== Activity A ==
In the medicine-return scenario, how many unopened vials does the patient have left?
== Activity B ==
Extend the medicine-return scenario, starting after its final sentence.

== Source extract ==
*** Block opens ***

Scenario:
A patient has just completed his critical surgery and chemotherapy sessions. He has 10 unopened vials, but they are from the open carton. These vials are highly costly, and his overall treatment cost is also high. But he does not need these medicines anymore and asks the manufacturing company to take them back so they can be given to another financially weak patient. For this, he contacted to the company's patient helpdesk chatbot.
Patient request: These are expensive medicines, and he feels that throwing them away is wrong, as well as he wants some refunds from the manufacturing company.
Company Law: Sold medicines cannot be returned or reused, as there is no data on handling at the patient's premises. Also, there is no policy for a refund.
Risk: If the company makes a refund or supplies returned medicine to another patient, then the company may face legal issues if reused meds cause harm.
Conflict:
Accept patient request: If the company accepts the patient request and supplies medicine to another patient, then there is a risk of safety violation and which may also lead to legal issues.
Chatbot follows policy: In this case, the patient will not receive money, lose trust, and waste these life-saving medicines.

*** Block closes ***

== Data provided ==
*** Block opens ***

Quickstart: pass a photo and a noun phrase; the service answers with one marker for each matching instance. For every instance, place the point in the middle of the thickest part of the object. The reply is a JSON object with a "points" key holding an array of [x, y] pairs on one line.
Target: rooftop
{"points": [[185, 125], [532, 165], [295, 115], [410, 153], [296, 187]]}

*** Block closes ***

== Written answer A ==
He has 10 unopened vials from an open carton.

== Written answer B ==
Approach to guide the AI’s decision:
AI’s Immediate Response: "Hello, Mr. ABC, thank you for connecting. We understand your issue, but due to patient safety, we can’t reuse these medicines. We appreciate your effort in the use of medicines for needy people. Let me suggest that you to connect with a donation program at external NGOs."
Workaround: AI does not approve this return request, but guides him to connect with NGOs that help to supply sealed vials to needy people. Additionally, as a goodwill gesture, the chatbot can offer him a discount voucher.
Human Escalation: If the patient still insists, then AI transfers this communication to an employee who can explain why the medicine can not be returned.
Summary: AI should help patients, but not at the cost of safety, even if the rules seem to be unfair for the patient.